● AIM OF THE EXERCISE:
An exact, word-for-word copy of the entries is required, beginning at the line that contains "For each instance of the wooden headboard" and ending at the last line, both included.

● DATASET RECORDS:
★ ★ ★ ★

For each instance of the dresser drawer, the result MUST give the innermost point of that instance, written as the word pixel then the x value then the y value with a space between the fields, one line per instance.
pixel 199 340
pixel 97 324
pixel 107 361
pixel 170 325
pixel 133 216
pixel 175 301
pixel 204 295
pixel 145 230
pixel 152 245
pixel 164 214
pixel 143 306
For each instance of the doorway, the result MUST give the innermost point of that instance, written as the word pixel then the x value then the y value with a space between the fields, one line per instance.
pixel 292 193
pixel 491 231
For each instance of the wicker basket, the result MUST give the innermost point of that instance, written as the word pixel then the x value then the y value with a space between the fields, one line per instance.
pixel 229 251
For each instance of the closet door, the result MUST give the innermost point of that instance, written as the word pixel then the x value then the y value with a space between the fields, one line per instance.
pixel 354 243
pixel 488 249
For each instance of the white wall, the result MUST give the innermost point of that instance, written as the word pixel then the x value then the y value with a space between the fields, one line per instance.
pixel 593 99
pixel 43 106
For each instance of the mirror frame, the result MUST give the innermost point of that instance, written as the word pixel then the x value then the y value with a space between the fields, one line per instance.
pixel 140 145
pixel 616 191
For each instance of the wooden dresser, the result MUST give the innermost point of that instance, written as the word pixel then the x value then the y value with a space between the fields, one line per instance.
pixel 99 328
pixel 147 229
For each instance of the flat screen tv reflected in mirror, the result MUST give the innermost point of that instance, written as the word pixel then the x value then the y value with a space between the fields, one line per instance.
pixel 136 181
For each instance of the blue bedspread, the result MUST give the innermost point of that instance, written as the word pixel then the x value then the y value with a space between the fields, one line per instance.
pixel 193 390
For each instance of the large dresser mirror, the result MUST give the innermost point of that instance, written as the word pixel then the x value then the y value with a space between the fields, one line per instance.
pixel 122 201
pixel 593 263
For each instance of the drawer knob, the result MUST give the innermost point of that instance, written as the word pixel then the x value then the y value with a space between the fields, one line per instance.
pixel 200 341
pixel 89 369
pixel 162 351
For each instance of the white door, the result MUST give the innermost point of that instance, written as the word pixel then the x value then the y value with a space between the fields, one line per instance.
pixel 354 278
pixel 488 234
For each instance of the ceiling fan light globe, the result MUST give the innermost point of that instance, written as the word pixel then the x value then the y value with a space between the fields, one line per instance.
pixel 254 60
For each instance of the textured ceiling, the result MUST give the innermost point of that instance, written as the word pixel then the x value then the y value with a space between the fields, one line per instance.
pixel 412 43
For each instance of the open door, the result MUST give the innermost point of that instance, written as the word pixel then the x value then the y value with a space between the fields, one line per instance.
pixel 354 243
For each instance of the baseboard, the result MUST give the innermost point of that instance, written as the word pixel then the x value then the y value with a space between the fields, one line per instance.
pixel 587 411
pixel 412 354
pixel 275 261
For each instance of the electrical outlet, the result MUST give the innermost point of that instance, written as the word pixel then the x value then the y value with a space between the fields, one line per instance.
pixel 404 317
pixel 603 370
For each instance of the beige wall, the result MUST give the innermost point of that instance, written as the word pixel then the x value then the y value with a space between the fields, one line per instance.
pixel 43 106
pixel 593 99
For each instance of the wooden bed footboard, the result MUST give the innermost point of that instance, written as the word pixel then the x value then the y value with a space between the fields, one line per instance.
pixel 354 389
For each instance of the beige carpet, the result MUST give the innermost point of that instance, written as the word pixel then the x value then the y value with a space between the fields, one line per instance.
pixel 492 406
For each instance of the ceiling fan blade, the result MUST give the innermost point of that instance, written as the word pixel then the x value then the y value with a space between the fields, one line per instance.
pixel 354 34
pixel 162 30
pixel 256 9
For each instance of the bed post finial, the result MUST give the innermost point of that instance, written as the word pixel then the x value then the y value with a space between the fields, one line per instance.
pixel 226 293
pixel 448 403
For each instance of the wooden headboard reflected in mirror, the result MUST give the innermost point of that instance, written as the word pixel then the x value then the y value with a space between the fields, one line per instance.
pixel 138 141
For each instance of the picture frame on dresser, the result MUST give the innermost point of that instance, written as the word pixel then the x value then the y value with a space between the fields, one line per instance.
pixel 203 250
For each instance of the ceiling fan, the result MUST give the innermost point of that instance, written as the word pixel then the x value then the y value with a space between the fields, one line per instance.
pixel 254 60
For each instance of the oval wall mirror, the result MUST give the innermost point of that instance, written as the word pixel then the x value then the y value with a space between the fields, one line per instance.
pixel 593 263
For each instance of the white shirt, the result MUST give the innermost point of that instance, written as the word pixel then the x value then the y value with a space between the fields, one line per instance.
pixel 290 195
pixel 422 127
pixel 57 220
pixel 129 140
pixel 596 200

★ ★ ★ ★

● SOLUTION TO THIS TASK:
For each instance of the wooden headboard reflected in mirror, the result MUST give the innermost point of that instance, written as the word pixel then the x value then the y value with a space between the fields, one line per instance.
pixel 138 141
For each instance of the picture frame on dresser, the result MUST give the innermost point of that instance, written as the word pixel then the x value then the y value with a space between the fields, one line per instance.
pixel 203 250
For each instance of the ceiling fan, the result MUST give the innermost point of that instance, written as the word pixel then the x value then the y value with a space between the fields, one line per instance.
pixel 254 60
For each instance of the oval wall mirror, the result MUST give the innermost point of that instance, written as the word pixel then the x value then the y value with a space between the fields, one line per instance.
pixel 593 263
For each instance of the white shirt, the result MUST give the innermost point of that instance, written as the word pixel then the x value then the y value with a space between the fields, one line per instance.
pixel 290 195
pixel 422 127
pixel 57 220
pixel 129 140
pixel 596 200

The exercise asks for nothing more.